--- START ---

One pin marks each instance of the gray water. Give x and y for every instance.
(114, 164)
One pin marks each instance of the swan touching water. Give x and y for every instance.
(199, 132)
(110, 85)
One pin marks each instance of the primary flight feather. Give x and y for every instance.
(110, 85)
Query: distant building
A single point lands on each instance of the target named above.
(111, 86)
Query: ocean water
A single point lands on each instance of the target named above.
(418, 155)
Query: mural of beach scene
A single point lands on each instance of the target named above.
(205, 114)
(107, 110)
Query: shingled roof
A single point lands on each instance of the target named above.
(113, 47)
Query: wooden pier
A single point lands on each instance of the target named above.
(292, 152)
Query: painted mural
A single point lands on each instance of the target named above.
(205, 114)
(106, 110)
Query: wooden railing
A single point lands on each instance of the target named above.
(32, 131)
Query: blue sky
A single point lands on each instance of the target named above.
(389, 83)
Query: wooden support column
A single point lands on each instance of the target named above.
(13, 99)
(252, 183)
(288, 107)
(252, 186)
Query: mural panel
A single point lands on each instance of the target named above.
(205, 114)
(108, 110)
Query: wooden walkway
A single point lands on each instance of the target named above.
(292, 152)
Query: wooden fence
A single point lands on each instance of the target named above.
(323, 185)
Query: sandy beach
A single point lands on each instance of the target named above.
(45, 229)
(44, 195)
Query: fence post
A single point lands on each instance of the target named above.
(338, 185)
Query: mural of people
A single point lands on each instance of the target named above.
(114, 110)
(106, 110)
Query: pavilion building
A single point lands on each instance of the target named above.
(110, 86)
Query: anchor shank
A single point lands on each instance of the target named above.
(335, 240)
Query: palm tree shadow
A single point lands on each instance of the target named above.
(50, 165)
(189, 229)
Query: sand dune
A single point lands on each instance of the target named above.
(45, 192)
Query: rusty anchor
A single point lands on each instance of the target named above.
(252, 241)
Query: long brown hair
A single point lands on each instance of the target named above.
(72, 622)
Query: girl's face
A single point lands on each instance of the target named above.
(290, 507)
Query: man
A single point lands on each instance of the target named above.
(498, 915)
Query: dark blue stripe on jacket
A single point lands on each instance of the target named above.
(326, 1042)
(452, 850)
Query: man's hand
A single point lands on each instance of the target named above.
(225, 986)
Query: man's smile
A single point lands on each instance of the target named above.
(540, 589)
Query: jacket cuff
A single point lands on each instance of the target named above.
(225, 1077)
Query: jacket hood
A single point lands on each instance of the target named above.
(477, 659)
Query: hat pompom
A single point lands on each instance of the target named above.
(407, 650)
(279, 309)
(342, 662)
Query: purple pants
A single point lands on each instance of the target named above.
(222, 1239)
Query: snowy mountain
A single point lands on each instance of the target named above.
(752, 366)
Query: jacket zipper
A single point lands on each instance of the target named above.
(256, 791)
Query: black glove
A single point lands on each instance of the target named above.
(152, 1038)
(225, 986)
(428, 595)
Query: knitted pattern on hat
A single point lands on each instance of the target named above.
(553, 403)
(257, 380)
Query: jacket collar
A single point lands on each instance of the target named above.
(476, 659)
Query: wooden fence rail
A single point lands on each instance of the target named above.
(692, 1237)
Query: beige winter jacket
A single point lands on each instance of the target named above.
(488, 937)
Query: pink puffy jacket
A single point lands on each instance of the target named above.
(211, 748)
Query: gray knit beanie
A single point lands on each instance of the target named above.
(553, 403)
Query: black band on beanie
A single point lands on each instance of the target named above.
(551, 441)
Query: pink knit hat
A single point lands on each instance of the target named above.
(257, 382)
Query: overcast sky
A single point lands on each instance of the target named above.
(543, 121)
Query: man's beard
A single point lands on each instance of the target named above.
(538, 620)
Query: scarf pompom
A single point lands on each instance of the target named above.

--- END ---

§ What you need to do
Every line of the material above that has the string "wooden" needs pulling out.

§ Written response
Query: wooden pier
Query: wooden railing
Query: wooden support column
Query: wooden walkway
Query: wooden fence
Query: wooden fence rail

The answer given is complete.